◆ STATED EXERCISE 1
Return the passage of the OpenTelemetry thread from "pdimitar 2 years" to "an ambivalent vendor.", copied word for word.
◆ STATED EXERCISE 2
List the OTLP settings named in the OpenTelemetry thread.
◆ STATED EXERCISE 3
Continue the forum thread about OpenTelemetry from its last sentence.

It's not anymore about hey, we'll include this little library or protocol instead of rolling our own, so we can hope to be compatible with a bunch of other industry-standard software. It's a large stack with an ever evolving spec. You have to develop your applications and infrastructure around it. It's very seductive to roll your own simpler solution.

I appreciate it's not easy to build industry-wide consensus across vendors, platforms and programming languages. But be careful with projects that fail to capture developer mindshare.

pdimitar 2 years ago | |

Could you clarify further on your reservations, please? As a programmer I appreciate only including a library in my project, give it a set OTLP settings (host, port, URI) and move on.

What difficulties did opting into OTel give you?

fractalwrench 2 years ago |

The main interest I've seen in OTel from Android engineers has been driven by concerns around vendor lock-in. Backend/devops in their organisations are typically using OTel tooling already & want to see all telemetry in one place.

From this perspective it doesn't matter if the OTel SDK comes bundled with a bunch of unnecessary code or version conflicts as is suggested in the article. The whole point is to regain control over telemetry & avoid paying $$$ to an ambivalent vendor.

FWIW, I don't think the OTel implementation for mobile is perfect - a lot of the code was originally written with backend JVM apps in mind & that can cause friction. However, I'm fairly optimistic those pain points will get fixed as more folks converge on this standard.

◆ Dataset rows

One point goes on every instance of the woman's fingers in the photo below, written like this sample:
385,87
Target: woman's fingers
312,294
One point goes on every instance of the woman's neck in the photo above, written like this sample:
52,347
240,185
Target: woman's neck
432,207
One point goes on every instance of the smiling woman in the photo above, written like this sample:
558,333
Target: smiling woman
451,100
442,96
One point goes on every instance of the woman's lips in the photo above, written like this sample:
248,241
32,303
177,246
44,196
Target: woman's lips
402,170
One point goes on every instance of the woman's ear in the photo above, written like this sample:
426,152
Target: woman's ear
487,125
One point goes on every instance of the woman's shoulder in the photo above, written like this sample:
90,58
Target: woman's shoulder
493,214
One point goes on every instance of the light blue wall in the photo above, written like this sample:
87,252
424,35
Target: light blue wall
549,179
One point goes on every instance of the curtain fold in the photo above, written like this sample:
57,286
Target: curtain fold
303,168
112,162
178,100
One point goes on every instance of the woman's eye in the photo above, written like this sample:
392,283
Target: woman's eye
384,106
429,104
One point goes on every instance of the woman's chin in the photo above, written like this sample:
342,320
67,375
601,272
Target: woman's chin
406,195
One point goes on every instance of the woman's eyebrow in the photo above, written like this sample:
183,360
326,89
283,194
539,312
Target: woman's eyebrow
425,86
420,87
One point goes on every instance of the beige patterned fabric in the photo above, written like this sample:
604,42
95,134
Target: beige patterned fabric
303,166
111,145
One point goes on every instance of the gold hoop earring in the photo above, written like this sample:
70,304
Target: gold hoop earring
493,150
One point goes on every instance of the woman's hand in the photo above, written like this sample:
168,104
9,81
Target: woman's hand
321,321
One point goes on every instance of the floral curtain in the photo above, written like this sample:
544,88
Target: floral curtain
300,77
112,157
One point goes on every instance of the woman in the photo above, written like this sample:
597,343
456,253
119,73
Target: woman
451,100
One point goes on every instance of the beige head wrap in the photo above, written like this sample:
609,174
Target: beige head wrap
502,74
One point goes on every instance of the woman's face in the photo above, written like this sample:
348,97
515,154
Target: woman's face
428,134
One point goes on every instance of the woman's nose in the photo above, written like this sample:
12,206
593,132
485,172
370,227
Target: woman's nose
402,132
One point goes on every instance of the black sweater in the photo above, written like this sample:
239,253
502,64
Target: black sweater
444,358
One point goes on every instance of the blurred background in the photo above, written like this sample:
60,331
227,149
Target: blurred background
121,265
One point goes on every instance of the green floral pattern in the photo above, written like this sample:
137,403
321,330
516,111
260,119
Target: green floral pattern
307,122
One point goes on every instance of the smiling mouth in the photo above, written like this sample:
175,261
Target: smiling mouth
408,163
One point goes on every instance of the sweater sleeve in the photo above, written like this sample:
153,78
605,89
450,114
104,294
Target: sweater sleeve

◆ FINAL ANSWER 1
pdimitar 2 years ago | |

Could you clarify further on your reservations, please? As a programmer I appreciate only including a library in my project, give it a set OTLP settings (host, port, URI) and move on.

What difficulties did opting into OTel give you?

fractalwrench 2 years ago |

The main interest I've seen in OTel from Android engineers has been driven by concerns around vendor lock-in. Backend/devops in their organisations are typically using OTel tooling already & want to see all telemetry in one place.

From this perspective it doesn't matter if the OTel SDK comes bundled with a bunch of unnecessary code or version conflicts as is suggested in the article. The whole point is to regain control over telemetry & avoid paying $$$ to an ambivalent vendor.

◆ FINAL ANSWER 2
host, port, URI

◆ FINAL ANSWER 3
Disclaimer: I work at a Sentry competitor

markl42 2 years ago |

At the risk of hijacking the comments, I've been trying to use OTel recently to debug performance of a complex webpage with lots of async sibling spans, and finding it very very difficult to identify the critical path / bottlenecks.

There's no causal relationships between sibling spans. I think in theory "span links" solves this, but afaict this is not a widely used feature in SDKs are UI viewers.

(I wrote about this here https://github.com/open-telemetry/opentelemetry-specificatio...)

diurnalist 2 years ago | |

I don't believe this is a solved problem, and it's been around since OpenTracing days[0]. I do not think that the Span links, as they are currently defined, would be the best place to do this, but maybe Span links are extended to support this in the future. Right now Span links are mostly used to correlate spans causally _across different traces_ whereas as you point out there are cases where you want correlation _within a trace_.

[0]: https://github.com/opentracing/specification/issues/142

hinkley 2 years ago | |

I was underwhelmed by the max size for spans before they get rejected. Our app was about an order of magnitude too complex for OTEL to handle.

Reworking our code to support spans made our stack traces harder to read and in the end we turned the whole thing off anyway. Worse than doing nothing.

phillipcarter 2 years ago | | |

As per the spec there's no formal limits on size, although in practice there can be in several levels:

- Your SDK's exporter

- Collector processors and general memory limitations based on deployment

- Telemetry backend (this is usually the one that hits people)

Do you know where the source of this rejection happened? My guess would be backend, since some will (surprisingly) have rather small limits on spans and span attributes.

pdimitar 2 years ago | | |

Sounds like a knob you can turn, from my practice at least.

tnolet 2 years ago |

A recent example of OTel confusion.

I could for the life of me not get the Python integration send traces to a collector. Same URL, same setup same API key as for Nodejs and Go.

Turns out the Python SDK expect a URL encoded header, e.g. “Bearer%20somekey” whereas all other SDKs just accept a string with a whitespace.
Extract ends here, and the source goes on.